Aim of the exercise →
Below are several entries. Transcribe exactly those lines that fall from the one with "shape [[11, 232]]." through the one with "shape [[190, 196]].", end lines included.

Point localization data
----------

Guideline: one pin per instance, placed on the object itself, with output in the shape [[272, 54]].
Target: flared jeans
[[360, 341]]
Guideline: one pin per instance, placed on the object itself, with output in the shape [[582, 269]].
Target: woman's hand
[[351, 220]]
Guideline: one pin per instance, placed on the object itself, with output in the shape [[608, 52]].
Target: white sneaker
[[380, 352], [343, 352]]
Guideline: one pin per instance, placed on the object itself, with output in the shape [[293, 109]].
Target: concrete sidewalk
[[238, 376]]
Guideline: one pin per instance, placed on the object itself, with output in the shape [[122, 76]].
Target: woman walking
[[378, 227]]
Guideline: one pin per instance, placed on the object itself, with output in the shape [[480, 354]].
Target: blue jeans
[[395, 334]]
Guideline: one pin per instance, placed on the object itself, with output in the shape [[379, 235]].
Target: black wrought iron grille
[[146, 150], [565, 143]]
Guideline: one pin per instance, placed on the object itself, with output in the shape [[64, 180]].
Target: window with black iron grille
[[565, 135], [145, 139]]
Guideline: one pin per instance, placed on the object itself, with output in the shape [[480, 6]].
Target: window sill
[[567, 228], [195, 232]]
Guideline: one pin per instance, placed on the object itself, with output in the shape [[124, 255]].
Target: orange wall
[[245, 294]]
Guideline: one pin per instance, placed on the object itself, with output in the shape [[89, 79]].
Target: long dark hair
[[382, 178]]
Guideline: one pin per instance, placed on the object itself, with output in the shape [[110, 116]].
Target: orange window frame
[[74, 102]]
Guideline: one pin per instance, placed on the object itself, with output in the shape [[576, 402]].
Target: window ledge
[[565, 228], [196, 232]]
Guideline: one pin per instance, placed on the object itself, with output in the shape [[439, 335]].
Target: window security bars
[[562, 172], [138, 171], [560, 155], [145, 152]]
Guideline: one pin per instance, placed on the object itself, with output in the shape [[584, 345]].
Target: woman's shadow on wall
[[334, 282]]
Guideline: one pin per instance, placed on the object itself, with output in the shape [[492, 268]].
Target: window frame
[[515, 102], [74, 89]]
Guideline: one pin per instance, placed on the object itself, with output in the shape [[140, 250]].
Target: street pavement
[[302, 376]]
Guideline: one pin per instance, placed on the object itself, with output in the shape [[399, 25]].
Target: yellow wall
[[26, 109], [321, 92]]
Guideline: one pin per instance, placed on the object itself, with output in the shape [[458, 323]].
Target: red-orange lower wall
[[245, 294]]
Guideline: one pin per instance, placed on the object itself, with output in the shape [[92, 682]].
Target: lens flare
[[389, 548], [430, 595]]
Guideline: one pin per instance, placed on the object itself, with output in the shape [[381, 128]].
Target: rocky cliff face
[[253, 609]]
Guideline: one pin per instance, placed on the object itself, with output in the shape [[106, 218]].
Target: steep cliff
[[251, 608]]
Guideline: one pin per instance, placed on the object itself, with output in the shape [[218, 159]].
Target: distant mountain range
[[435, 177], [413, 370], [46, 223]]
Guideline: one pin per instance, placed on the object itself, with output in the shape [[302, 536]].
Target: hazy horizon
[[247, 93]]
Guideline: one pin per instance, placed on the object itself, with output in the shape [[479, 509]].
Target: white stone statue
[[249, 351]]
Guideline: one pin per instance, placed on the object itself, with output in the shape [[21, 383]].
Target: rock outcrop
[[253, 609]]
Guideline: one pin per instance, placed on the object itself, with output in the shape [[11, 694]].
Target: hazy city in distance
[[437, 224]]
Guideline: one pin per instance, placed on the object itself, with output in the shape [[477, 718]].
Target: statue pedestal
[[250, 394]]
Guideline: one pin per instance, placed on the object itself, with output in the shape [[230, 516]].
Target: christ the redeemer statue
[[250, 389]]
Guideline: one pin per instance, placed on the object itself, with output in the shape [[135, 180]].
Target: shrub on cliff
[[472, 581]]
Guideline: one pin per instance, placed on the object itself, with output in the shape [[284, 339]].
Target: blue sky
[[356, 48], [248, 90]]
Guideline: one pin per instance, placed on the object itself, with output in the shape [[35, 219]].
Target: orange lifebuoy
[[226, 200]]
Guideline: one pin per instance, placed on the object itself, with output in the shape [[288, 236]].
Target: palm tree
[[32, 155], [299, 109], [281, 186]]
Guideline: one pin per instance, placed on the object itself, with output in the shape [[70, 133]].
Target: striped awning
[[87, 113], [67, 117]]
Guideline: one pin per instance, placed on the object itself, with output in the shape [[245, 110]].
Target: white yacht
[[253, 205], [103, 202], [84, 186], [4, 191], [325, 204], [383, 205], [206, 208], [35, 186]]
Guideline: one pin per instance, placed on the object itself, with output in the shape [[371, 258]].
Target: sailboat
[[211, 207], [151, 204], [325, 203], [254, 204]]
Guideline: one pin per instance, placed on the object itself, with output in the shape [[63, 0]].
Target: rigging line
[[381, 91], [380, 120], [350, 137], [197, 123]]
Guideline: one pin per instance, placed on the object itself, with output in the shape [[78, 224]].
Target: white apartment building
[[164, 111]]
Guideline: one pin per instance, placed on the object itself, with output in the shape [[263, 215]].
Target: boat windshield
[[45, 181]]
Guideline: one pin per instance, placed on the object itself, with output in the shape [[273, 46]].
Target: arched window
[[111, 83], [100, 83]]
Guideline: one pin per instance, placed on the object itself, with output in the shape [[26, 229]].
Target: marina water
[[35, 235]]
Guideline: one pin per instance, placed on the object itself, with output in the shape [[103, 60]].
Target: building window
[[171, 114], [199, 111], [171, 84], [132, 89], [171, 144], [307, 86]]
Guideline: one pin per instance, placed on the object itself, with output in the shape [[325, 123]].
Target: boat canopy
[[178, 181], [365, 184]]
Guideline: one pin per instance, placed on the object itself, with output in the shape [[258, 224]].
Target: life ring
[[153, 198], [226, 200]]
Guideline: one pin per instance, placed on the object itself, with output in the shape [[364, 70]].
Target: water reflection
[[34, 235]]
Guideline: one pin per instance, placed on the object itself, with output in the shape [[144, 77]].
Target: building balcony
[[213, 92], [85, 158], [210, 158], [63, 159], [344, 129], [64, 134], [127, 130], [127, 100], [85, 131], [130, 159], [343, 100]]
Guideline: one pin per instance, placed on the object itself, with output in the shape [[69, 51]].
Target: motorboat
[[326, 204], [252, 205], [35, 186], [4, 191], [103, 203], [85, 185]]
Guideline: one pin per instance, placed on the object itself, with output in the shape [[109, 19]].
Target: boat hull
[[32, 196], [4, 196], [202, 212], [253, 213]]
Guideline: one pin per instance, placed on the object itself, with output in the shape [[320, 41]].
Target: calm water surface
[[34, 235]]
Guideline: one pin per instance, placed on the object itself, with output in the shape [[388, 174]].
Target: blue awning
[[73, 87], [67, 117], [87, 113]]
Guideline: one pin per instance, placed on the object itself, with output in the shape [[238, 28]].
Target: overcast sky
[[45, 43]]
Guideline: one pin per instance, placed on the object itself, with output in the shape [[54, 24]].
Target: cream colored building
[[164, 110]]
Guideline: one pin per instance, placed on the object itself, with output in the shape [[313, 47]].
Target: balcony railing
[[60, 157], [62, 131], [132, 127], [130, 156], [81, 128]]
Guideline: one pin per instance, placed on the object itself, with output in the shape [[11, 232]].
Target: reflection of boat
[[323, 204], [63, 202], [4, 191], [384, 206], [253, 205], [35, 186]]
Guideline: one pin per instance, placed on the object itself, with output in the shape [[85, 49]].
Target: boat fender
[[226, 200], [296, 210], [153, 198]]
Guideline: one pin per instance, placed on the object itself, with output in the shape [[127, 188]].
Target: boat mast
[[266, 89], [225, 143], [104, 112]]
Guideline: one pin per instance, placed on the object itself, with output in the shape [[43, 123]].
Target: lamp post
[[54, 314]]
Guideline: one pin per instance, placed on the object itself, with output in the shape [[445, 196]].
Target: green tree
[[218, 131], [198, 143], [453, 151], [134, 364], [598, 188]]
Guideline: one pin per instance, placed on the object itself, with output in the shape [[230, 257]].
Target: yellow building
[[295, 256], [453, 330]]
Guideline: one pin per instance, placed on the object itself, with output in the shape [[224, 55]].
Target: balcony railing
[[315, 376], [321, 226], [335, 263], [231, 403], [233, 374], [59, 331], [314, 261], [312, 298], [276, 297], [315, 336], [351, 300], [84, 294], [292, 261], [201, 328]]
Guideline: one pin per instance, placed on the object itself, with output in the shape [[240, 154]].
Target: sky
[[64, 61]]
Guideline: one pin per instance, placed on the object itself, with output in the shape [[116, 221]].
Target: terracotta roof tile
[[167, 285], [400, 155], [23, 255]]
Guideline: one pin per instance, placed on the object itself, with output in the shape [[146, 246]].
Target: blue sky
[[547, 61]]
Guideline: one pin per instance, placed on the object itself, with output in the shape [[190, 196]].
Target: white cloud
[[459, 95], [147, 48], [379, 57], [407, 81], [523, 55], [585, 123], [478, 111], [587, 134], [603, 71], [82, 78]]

----------

Answer space →
Guideline: one pin per instance, placed on the object itself, with output in the shape [[11, 232]].
Target: reflection of boat
[[323, 204], [63, 202], [4, 191], [384, 206], [253, 205], [35, 186]]
Guideline: one pin per instance, placed on the object itself, with output in the shape [[85, 49]].
Target: boat fender
[[226, 200], [296, 210], [153, 198]]
Guideline: one pin per instance, placed on the object itself, with output in the shape [[127, 188]].
Target: boat mast
[[266, 89], [225, 143], [104, 112]]
Guideline: one pin per instance, placed on the object itself, with output in the shape [[43, 123]].
Target: lamp post
[[54, 314]]
Guideline: one pin per instance, placed on the object itself, with output in the shape [[445, 196]].
Target: green tree
[[218, 131], [198, 143], [453, 151], [134, 364], [598, 188]]
Guideline: one pin per instance, placed on the object itself, with output in the shape [[230, 257]].
Target: yellow building
[[295, 256], [453, 330]]
Guideline: one pin per instance, placed on the object itself, with output in the shape [[224, 55]].
Target: balcony railing
[[315, 376], [321, 226], [335, 263], [231, 403], [233, 374], [59, 331], [314, 261], [312, 298], [276, 297], [315, 336], [351, 300], [84, 294], [292, 261], [201, 328]]
Guideline: one pin per instance, placed on the object itself, with output in the shape [[240, 154]].
Target: sky
[[64, 61]]
Guideline: one pin per instance, placed on the object itself, with output in the shape [[116, 221]].
Target: terracotta roof tile
[[167, 285], [400, 155], [23, 255]]
Guideline: one pin per instance, placed on the object itself, with output in the shape [[146, 246]].
Target: blue sky
[[547, 61]]
Guideline: one pin per instance, placed on the object itself, with output in the shape [[190, 196]].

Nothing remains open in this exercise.